## [Aufgabe]
Gib aus dem nachstehenden Text über das Medellin-Kartell den Abschnitt von „Von der kolumbianischen“ bis einschließlich „und die Ochoa-Familie.“ wortgetreu wieder.

## [Ausgangstext]
==================================================

Von der kolumbianischen Stadt Medellin aus wurden nach Aussagen der DEA bis zu 80% des US-Marktes und nach Darstellung des Time Magazins sogar 80% des Welthandels durch die Kokainlieferungen des Kartells versorgt.

Das Medellin-Kartell war keine straff geführte kriminelle Organisation, es handelte sich vielmehr um mehrere unabhängige Gruppierungen, die miteinander kooperierten, so gab es in Medellin an die 200 Gruppierungen, welche an gemeinsamen Gewinnen beteiligt waren. Auch wenn die hierarchische Organisation des Kartells nicht so klar geregelt war wie beispielsweise bei der sizilianischen Mafia, so galt doch Pablo Escobar als der eigentliche Führer des Kartells. Neben ihm waren die einflussreichsten Persönlichkeiten an der Spitze des Kartells u.a. Carlos Lehder, Gonzalo Rodriguez Gacha und die Ochoa-Familie.

Während seiner Wirkungszeit war das Kartell Drahtzieher zahleicher terroristischer Akte und Auftragsmorde, um die eigene Macht zu demonstrieren und die Vorherrschaft am Kokainmarkt zu sichern wurden gezielt Anschläge auf Politiker, Polizei und Geheimdienstmitarbeiter ausgeübt.[1]


Historische Entwicklung

Der Aufstieg des Medellin-Kartells war durch die starken sozialen Spannungen, großen Klassenunterschiede und die durch den anhaltenden Bürgerkrieg große Gewaltbereitschaft im Land mit bedingt. Noch in den 1970er Jahren besaß 20% der oligarchischen Oberschicht 70% der Rohstoffe Kolumbiens.[2]

"Kolumbien ist ein Land, das im 19. Jahrhundert stehengeblieben ist. Und es hat nach Brasilien die inegalitärste Gesellschaft Lateinamerikas, die elitärste, hierarchischste Gesellschaft mit den schärfsten Klassengegensätzen. Nur in der arabischen Monarchie gibt es eine so fantastische Machtkonzentration. Kolumbien ist ein Land, in dem es keine soziale Mobilität gibt. Der Drogenhandel ist vielleicht so etwas wie eine krankhafte Antwort auf eine allzu starre Struktur, denn er gibt den Leuten die Möglichkeit, die Etappen des sozialen Aufstiegs zu überspringen."

==================================================

## [Angezeigte Einträge]
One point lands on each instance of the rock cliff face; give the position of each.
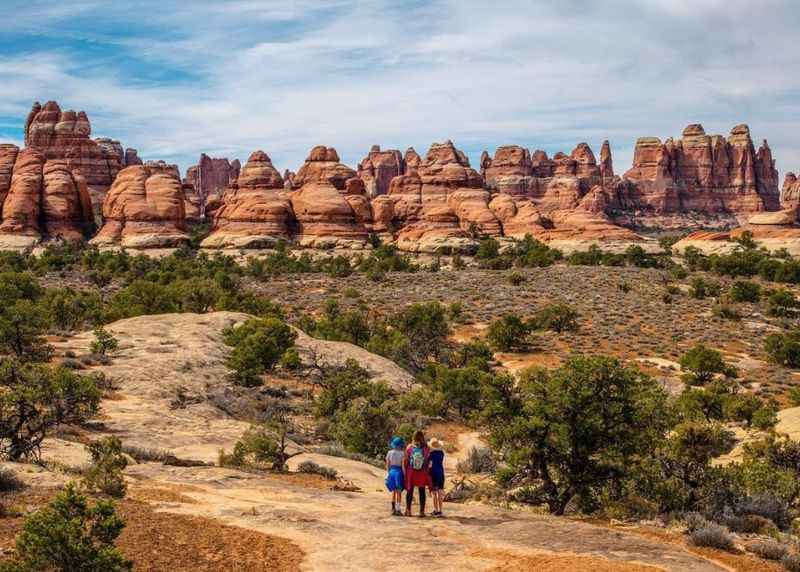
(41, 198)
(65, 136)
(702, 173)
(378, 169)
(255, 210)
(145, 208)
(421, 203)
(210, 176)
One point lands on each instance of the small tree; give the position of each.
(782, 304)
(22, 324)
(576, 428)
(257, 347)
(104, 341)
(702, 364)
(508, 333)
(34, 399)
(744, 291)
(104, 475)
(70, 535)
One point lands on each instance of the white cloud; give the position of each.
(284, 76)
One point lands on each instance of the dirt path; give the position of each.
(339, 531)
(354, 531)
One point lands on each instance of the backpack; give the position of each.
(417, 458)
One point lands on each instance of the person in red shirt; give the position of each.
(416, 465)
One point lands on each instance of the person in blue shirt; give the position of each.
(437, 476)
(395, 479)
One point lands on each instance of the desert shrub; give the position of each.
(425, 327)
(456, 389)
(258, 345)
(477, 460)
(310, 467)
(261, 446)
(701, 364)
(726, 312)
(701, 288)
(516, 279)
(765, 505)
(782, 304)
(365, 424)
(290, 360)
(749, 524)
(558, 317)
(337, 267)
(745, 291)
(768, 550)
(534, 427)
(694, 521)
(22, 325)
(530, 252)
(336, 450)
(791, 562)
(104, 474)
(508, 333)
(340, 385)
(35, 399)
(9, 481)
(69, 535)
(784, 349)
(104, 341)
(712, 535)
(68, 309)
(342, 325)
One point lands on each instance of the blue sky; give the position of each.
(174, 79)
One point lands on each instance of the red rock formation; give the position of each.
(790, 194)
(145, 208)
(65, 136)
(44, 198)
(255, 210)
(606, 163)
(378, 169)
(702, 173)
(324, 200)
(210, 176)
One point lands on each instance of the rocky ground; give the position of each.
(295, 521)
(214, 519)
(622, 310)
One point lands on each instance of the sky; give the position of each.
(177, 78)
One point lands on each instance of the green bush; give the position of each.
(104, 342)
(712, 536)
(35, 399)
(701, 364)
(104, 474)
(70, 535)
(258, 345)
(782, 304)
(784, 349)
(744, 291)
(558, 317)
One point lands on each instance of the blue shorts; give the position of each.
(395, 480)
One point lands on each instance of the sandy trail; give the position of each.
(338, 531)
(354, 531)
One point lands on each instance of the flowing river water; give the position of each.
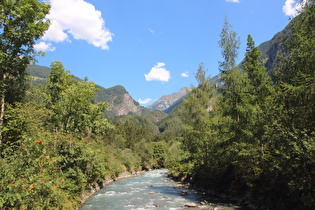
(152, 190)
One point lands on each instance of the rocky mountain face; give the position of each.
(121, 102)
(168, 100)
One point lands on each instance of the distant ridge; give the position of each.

==================================================

## [Richtige Antwort]
Von der kolumbianischen Stadt Medellin aus wurden nach Aussagen der DEA bis zu 80% des US-Marktes und nach Darstellung des Time Magazins sogar 80% des Welthandels durch die Kokainlieferungen des Kartells versorgt.

Das Medellin-Kartell war keine straff geführte kriminelle Organisation, es handelte sich vielmehr um mehrere unabhängige Gruppierungen, die miteinander kooperierten, so gab es in Medellin an die 200 Gruppierungen, welche an gemeinsamen Gewinnen beteiligt waren. Auch wenn die hierarchische Organisation des Kartells nicht so klar geregelt war wie beispielsweise bei der sizilianischen Mafia, so galt doch Pablo Escobar als der eigentliche Führer des Kartells. Neben ihm waren die einflussreichsten Persönlichkeiten an der Spitze des Kartells u.a. Carlos Lehder, Gonzalo Rodriguez Gacha und die Ochoa-Familie.